## Text to read
Counterfactual Explanations of Concept Drift
- URL: http://arxiv.org/abs/2006.12822v1
- Date: Tue, 23 Jun 2020 08:27:57 GMT
- Title: Counterfactual Explanations of Concept Drift
- Authors: Fabian Hinder, Barbara Hammer
- Abstract summary: concept drift refers to the phenomenon that the distribution, which is underlying the observed data, changes over time.
We present a novel technology, which characterizes concept drift in terms of the characteristic change of spatial features represented by typical examples.

## Bounding-box records

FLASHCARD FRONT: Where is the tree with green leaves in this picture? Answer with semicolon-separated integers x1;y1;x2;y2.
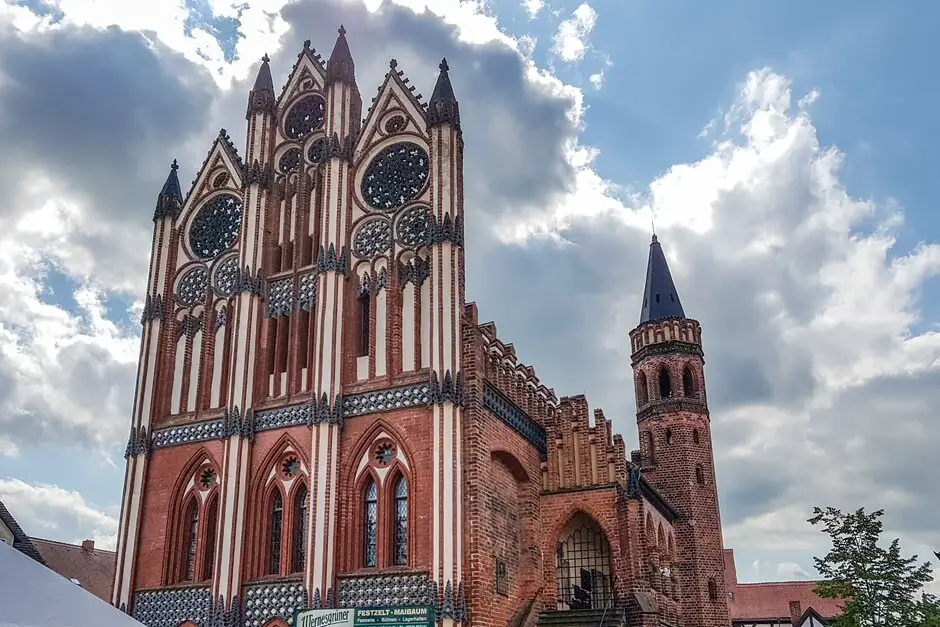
809;507;940;627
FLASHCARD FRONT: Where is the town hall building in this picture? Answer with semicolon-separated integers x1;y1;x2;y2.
111;28;731;627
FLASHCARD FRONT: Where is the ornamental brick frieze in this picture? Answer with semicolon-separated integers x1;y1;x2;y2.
241;581;307;627
152;377;432;449
317;243;349;276
124;426;150;459
398;257;431;289
133;586;213;627
428;370;463;407
632;340;705;366
140;294;163;324
636;397;708;422
483;383;548;459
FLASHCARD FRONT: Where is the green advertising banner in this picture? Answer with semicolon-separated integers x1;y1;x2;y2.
294;605;434;627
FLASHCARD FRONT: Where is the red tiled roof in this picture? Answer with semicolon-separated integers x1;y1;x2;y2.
30;538;117;603
725;549;842;621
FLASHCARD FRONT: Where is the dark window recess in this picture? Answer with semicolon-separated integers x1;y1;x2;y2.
496;557;509;596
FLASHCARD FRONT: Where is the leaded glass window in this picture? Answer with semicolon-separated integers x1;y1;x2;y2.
362;479;379;567
290;485;307;573
268;490;284;575
202;496;219;579
183;498;199;581
392;477;408;566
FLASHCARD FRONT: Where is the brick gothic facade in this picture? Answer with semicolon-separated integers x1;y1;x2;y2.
112;28;729;627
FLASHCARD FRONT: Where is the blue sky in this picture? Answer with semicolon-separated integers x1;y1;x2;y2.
0;0;940;592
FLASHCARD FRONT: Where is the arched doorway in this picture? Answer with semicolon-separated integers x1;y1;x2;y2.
555;513;614;610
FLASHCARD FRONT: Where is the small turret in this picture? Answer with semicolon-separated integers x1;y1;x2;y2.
153;159;183;222
326;24;356;85
428;59;460;130
640;233;685;324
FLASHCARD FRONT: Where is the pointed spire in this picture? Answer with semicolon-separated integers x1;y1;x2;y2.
640;233;685;324
326;24;356;85
428;59;460;130
153;159;183;222
245;54;275;119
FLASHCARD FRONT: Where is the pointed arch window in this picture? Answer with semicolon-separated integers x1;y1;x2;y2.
682;366;695;398
183;497;199;581
392;476;408;566
290;485;307;573
362;479;379;568
636;372;650;407
268;490;284;575
659;366;672;398
202;496;219;579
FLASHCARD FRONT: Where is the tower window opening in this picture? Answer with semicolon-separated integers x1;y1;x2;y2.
659;367;672;398
682;366;695;398
359;292;371;357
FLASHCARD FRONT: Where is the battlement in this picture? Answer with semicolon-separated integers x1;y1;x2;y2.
464;303;558;424
630;318;702;361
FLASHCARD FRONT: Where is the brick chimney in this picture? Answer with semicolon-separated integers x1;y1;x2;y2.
790;601;803;627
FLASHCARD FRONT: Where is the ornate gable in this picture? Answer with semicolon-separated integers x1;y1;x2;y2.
356;59;427;159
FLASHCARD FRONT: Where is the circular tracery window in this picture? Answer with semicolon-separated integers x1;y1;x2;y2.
361;142;429;211
189;194;242;259
284;94;326;139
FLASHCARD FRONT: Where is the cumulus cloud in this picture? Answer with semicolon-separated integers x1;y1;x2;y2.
552;2;597;63
0;479;118;551
0;0;940;588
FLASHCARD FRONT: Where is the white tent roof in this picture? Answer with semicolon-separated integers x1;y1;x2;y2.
0;542;141;627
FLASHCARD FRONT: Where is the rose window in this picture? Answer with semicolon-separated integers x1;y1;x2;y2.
277;148;301;174
189;194;242;259
395;205;431;248
215;255;238;298
353;218;392;259
284;94;326;139
361;142;430;211
176;266;209;307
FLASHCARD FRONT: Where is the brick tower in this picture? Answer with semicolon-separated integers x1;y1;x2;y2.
630;234;729;627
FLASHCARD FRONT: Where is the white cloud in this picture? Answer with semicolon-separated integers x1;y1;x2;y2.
552;2;597;63
0;478;118;550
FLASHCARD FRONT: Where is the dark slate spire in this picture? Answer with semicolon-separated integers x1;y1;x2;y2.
245;55;276;119
153;159;183;221
428;59;460;129
640;233;685;324
326;24;356;85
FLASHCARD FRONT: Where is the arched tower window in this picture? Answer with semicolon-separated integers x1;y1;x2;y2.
268;490;284;575
290;485;307;573
659;366;672;398
362;479;379;568
682;366;695;398
555;514;614;610
202;495;219;579
392;476;408;566
358;280;372;357
183;497;199;581
636;372;650;407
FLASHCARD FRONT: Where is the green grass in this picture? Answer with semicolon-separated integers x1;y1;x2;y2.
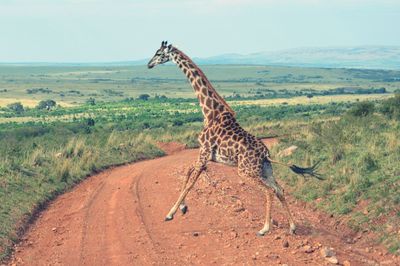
268;96;400;254
0;65;400;106
0;62;400;260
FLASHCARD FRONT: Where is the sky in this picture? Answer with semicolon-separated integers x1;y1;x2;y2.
0;0;400;62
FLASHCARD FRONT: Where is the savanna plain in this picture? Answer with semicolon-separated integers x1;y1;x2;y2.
0;65;400;261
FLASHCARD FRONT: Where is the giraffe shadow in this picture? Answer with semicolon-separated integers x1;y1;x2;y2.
296;224;315;236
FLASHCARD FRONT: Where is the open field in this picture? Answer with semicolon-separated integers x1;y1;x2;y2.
0;66;400;259
0;65;400;106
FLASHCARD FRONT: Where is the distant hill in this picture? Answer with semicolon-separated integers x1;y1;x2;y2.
195;46;400;69
0;46;400;70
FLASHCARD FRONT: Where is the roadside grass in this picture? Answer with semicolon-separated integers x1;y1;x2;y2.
0;124;163;261
275;103;400;254
0;94;400;260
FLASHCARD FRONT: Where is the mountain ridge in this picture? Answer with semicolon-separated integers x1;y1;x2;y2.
0;45;400;70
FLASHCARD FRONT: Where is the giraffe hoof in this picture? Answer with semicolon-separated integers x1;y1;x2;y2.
256;231;265;237
180;205;188;215
289;225;296;235
164;216;174;222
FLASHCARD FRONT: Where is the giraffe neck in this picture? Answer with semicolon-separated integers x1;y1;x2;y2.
171;47;235;124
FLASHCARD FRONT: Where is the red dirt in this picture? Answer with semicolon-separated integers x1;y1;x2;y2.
10;140;400;265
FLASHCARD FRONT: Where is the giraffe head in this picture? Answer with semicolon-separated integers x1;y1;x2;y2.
147;41;173;68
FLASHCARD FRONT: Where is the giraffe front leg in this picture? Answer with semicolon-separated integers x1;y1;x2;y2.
165;167;205;221
257;188;273;236
179;165;194;215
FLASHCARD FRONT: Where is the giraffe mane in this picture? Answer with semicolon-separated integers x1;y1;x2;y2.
173;46;236;117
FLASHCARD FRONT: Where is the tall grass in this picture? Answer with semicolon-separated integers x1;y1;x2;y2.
0;124;163;260
280;109;400;253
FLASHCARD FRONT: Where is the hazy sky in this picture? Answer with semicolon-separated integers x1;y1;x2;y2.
0;0;400;62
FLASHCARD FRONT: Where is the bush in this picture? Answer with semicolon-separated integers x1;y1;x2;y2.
380;93;400;120
86;97;96;105
138;94;150;101
7;102;24;113
349;102;375;116
36;100;57;110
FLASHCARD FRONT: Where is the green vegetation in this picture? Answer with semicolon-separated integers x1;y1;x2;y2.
0;65;400;106
279;95;400;254
0;66;400;260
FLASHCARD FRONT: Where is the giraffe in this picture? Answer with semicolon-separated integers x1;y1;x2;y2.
147;41;322;236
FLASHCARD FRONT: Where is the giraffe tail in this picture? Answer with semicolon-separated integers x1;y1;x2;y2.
267;157;324;180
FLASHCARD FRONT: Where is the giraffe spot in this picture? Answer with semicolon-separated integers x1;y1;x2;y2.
213;100;219;109
206;98;212;108
200;94;205;104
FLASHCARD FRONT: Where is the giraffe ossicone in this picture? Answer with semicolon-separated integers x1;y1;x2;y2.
147;41;322;236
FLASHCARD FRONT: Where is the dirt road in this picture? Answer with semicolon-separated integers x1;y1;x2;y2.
10;140;400;265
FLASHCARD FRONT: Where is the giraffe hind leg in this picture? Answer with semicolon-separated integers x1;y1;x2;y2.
262;163;296;234
165;167;205;221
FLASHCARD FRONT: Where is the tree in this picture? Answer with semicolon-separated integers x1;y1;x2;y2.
349;101;375;116
7;102;24;113
36;100;57;110
86;97;96;105
138;94;150;101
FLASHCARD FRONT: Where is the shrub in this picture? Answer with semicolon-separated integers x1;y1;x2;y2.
349;102;375;116
7;102;24;113
86;97;96;105
138;94;150;101
380;93;400;120
36;100;57;110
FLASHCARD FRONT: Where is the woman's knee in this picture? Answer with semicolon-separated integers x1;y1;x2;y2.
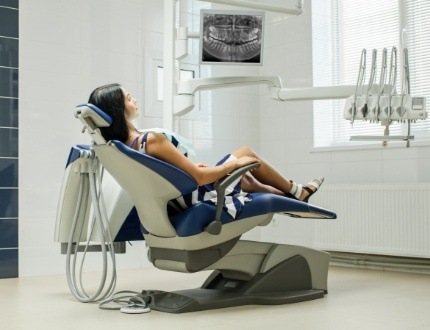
233;146;258;158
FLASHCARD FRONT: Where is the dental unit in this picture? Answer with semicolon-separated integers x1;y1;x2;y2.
55;0;384;313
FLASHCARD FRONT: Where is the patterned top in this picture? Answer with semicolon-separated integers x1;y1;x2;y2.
130;132;251;218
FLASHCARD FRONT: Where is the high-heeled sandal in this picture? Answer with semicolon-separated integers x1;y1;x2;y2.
285;178;324;203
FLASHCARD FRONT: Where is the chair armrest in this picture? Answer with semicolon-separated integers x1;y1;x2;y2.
205;163;260;235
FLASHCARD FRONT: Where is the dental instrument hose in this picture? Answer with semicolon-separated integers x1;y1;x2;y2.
66;152;116;302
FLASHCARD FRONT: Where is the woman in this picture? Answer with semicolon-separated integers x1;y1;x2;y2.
88;84;324;217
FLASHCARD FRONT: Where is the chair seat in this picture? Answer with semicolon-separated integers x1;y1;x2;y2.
170;193;336;237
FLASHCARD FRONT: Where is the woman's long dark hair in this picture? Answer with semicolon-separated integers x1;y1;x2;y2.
88;83;128;142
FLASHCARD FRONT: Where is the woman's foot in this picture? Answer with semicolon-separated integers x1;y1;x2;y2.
286;178;324;203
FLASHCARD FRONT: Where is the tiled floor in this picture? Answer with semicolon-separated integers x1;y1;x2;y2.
0;267;430;330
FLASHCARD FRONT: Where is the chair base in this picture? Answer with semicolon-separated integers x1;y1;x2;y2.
139;255;325;313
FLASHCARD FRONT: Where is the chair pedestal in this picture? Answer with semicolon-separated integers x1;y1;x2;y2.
140;241;330;313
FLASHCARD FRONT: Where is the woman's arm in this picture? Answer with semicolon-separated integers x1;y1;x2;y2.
145;133;258;186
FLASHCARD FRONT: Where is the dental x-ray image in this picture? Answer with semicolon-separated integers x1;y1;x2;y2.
200;10;264;65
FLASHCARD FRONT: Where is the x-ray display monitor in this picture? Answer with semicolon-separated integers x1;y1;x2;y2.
200;9;264;65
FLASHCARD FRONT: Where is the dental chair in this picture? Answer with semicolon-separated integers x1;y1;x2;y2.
56;104;336;313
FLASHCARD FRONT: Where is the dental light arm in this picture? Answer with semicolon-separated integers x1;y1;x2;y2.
271;85;355;101
198;0;303;15
174;76;355;116
178;76;282;95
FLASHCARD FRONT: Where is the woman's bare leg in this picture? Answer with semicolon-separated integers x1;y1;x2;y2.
232;147;313;200
241;173;284;196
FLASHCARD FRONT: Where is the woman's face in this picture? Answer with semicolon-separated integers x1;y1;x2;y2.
121;87;139;120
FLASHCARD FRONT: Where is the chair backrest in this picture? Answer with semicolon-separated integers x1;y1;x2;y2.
94;141;197;237
75;104;197;237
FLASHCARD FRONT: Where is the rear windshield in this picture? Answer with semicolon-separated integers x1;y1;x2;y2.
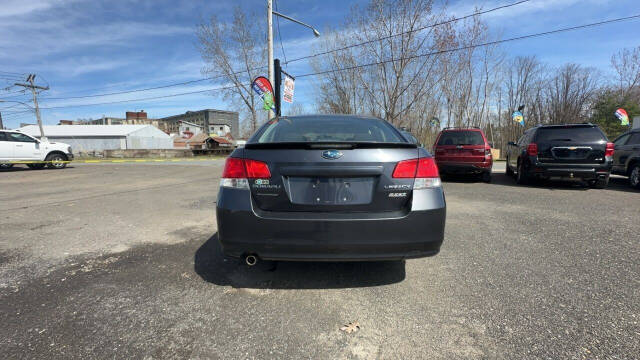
536;126;605;141
251;117;407;144
438;131;484;145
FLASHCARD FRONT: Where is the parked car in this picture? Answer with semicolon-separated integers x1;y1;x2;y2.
433;128;493;182
612;128;640;189
506;124;614;189
216;115;446;265
0;130;73;169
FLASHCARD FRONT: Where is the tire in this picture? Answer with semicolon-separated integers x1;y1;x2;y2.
27;164;45;170
516;161;529;185
589;175;609;189
629;163;640;189
44;154;67;169
505;158;514;176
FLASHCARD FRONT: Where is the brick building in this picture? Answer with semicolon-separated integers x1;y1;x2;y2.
158;109;240;139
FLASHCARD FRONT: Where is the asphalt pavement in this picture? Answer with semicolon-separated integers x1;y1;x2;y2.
0;160;640;359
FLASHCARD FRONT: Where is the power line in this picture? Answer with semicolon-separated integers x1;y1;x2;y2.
273;0;287;66
285;0;531;64
296;14;640;78
26;14;640;109
39;66;266;100
16;0;531;100
40;85;241;110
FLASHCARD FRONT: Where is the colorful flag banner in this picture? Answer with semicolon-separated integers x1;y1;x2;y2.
615;108;629;126
511;111;524;126
251;76;276;111
282;75;295;104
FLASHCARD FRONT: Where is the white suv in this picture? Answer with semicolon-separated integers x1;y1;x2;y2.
0;130;73;169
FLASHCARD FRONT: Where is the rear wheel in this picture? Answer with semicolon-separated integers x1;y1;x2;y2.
629;163;640;189
27;164;45;170
45;154;67;169
589;175;609;189
516;161;529;185
505;158;513;176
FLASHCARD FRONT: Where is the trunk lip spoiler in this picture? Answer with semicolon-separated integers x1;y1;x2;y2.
244;141;418;150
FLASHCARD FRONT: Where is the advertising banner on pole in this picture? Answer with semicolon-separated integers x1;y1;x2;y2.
251;76;276;111
282;74;295;104
511;111;524;126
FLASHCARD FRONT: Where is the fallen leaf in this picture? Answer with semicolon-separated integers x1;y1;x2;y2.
340;321;360;334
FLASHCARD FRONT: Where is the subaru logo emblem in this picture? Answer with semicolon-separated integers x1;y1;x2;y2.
322;150;342;160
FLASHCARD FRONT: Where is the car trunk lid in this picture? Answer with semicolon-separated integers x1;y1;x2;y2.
536;126;607;164
243;144;418;212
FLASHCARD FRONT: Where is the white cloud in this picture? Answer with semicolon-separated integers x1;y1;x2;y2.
0;0;60;18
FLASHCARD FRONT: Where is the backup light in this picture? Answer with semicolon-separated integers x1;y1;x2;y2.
392;158;441;190
604;143;615;158
220;157;271;189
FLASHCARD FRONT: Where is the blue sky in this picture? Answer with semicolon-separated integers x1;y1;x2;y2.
0;0;640;128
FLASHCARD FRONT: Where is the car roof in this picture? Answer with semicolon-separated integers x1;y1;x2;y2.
442;127;482;132
278;114;384;121
536;124;597;129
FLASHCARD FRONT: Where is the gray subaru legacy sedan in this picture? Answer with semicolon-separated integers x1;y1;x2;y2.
217;115;446;265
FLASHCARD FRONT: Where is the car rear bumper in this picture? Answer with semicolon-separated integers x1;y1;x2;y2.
530;162;611;180
216;188;446;261
436;158;493;174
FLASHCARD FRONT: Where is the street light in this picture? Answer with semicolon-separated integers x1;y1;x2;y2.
272;11;320;37
0;99;33;110
267;0;320;118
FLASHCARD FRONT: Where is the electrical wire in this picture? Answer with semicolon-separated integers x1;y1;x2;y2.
273;0;287;67
21;0;531;100
296;14;640;79
28;14;640;109
285;0;531;63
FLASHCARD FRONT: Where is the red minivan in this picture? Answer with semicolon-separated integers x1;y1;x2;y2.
433;128;493;182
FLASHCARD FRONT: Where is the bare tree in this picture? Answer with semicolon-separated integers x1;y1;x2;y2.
196;6;266;132
611;46;640;102
546;64;599;124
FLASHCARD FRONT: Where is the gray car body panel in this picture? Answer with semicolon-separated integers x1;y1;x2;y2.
216;116;446;261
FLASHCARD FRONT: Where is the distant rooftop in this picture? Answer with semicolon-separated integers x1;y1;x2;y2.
17;125;153;136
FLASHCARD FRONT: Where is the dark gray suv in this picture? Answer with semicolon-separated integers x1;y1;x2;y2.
216;115;446;265
612;128;640;189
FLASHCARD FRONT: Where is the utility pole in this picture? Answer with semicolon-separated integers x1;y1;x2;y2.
267;0;320;118
14;74;49;141
267;0;275;119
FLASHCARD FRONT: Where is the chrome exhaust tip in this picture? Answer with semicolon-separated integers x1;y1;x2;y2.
244;255;258;266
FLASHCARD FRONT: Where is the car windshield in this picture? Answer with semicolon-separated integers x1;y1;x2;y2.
536;126;605;142
438;130;484;145
250;116;407;144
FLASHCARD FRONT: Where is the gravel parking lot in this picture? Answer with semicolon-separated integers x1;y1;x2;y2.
0;160;640;359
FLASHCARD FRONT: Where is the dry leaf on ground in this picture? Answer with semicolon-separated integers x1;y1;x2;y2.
340;321;360;334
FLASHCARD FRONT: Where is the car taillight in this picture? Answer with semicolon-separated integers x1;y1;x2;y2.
244;160;271;179
392;158;441;190
220;157;271;189
604;143;615;157
222;157;247;179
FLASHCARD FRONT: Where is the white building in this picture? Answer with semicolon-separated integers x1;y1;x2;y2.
178;121;202;139
18;125;173;152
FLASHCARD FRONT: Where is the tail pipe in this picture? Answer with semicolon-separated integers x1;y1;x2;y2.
244;255;258;266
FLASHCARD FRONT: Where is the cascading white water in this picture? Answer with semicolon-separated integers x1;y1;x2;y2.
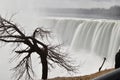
40;18;120;61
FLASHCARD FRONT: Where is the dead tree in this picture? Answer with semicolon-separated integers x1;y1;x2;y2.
0;17;75;80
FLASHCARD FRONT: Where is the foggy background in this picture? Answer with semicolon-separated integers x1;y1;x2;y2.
0;0;120;80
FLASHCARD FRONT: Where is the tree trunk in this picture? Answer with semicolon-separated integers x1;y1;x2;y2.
41;54;48;80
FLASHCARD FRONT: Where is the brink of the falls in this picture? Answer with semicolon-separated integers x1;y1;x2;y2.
38;18;120;76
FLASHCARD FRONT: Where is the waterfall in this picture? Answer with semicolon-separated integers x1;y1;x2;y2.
40;18;120;62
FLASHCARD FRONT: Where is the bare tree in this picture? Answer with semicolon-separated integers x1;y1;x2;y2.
0;17;75;80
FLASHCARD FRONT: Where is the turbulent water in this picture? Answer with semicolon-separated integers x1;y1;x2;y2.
35;18;120;77
41;18;120;59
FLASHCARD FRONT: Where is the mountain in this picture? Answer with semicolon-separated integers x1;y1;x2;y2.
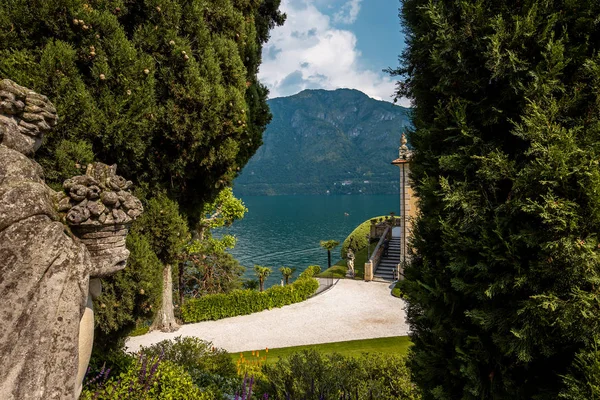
234;89;410;195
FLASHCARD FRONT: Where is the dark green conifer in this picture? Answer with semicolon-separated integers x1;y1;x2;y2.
0;0;285;340
390;0;600;400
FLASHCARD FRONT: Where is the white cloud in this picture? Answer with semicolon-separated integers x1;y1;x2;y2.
259;0;409;106
333;0;362;24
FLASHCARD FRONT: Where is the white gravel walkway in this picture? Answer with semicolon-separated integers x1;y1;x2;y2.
126;279;408;352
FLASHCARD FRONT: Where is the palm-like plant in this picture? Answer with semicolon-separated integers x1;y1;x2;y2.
321;240;340;268
254;265;273;292
279;267;294;285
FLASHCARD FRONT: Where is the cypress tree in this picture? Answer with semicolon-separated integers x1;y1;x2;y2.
389;0;600;400
0;0;285;340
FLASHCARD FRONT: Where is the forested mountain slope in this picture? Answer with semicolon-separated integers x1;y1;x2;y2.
234;89;410;195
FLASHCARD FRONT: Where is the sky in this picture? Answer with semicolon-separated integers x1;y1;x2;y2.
259;0;410;106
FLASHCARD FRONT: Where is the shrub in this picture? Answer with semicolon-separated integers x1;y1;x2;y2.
257;350;420;400
340;217;378;260
141;336;239;394
80;355;216;400
392;281;405;299
298;265;321;279
181;266;321;323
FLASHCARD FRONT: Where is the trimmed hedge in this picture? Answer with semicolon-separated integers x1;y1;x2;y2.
181;266;321;323
340;215;386;260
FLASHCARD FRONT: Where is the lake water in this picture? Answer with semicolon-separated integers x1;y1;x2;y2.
215;195;400;286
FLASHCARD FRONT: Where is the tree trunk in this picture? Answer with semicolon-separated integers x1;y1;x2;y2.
177;263;184;307
150;264;179;332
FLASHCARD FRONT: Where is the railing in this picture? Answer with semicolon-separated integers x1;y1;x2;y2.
365;226;392;281
313;272;333;296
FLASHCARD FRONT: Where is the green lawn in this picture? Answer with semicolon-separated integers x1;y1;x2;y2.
231;336;411;364
317;243;376;280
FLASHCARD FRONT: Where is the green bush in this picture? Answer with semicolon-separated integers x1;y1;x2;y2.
181;266;321;323
80;356;216;400
559;338;600;400
298;265;321;279
141;336;240;397
340;216;385;260
256;350;421;400
392;281;404;299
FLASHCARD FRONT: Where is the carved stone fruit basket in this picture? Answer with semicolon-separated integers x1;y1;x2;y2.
58;163;143;258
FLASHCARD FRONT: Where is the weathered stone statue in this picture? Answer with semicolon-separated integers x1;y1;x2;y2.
346;247;355;278
0;80;142;400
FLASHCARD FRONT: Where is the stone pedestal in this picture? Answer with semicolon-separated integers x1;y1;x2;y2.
365;261;373;282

## Work to complete
a) Rewrite the concept drift text starting with "We present a" and going on through "by typical examples.", putting "local features" in place of "spatial features".
b) Write out the bounding-box entries starting with the line with "FLASHCARD FRONT: Where is the woman's face" and going on through the line with "438;131;484;145", leaving the pictures out of your answer.

## Final results
a)
We present a novel technology, which characterizes concept drift in terms of the characteristic change of local features represented by typical examples.

b)
FLASHCARD FRONT: Where is the woman's face in this picture? Answer with semicolon-separated integers x1;y1;x2;y2.
121;87;139;120
FLASHCARD FRONT: Where is the chair backrest in this picture? Answer with semicolon-separated integers x1;y1;x2;y2.
94;141;197;237
75;104;197;237
FLASHCARD FRONT: Where is the rear windshield in this picture? Answer with semicolon-separated integers x1;y1;x2;y2.
536;126;605;141
251;117;407;144
438;131;484;145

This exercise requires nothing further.